[Natural-language object grounding data]
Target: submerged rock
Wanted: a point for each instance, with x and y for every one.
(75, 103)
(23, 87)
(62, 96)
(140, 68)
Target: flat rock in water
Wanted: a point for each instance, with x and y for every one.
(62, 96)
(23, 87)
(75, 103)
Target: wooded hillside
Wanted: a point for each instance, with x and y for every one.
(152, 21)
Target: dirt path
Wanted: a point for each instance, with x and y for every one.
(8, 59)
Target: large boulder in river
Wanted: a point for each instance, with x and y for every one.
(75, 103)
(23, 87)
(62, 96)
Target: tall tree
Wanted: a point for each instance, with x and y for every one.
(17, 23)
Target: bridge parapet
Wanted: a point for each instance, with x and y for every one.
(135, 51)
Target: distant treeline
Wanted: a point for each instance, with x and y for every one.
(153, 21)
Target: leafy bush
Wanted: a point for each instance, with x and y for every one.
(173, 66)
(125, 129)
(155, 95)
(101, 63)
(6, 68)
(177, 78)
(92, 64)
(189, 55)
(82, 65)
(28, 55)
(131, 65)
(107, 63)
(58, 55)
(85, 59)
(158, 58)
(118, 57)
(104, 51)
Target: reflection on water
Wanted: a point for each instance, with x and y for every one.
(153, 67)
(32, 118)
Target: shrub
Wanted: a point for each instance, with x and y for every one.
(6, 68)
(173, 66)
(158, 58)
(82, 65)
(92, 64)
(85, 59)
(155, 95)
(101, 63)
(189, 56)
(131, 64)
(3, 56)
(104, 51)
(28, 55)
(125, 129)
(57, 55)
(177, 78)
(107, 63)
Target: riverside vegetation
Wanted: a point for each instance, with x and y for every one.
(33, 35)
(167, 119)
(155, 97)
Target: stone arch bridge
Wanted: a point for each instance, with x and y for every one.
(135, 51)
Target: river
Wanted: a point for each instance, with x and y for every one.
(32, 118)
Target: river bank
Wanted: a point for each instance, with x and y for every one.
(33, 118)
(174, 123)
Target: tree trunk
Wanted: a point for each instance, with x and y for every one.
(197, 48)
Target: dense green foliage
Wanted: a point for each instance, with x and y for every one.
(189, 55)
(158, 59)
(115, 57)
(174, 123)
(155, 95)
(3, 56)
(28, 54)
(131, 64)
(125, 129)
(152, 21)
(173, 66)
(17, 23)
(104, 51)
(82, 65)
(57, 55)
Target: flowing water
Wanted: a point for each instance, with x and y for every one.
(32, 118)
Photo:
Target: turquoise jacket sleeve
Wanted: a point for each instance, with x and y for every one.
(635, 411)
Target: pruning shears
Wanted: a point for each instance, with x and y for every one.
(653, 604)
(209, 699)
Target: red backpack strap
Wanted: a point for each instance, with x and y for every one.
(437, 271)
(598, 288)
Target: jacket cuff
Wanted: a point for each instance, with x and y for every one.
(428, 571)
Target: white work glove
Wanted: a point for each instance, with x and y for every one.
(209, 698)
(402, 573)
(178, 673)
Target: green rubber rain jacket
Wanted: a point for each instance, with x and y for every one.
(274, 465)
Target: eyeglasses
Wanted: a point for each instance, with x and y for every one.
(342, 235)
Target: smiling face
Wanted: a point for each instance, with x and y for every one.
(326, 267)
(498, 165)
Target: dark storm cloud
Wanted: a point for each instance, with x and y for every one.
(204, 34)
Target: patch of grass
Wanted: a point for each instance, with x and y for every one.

▶ **PROBLEM STATEMENT**
Only the lines above, from the first through the one holding "Target: wooded hillside", are to be output, and they must be copied exactly.

▶ **ANSWER SECTION**
Target: submerged rock
Wanted: a point for each instance, with x and y for every one.
(75, 103)
(23, 87)
(62, 96)
(140, 68)
Target: flat rock in water
Wanted: a point for each instance, with x and y for every one.
(62, 96)
(23, 87)
(75, 103)
Target: wooded hillside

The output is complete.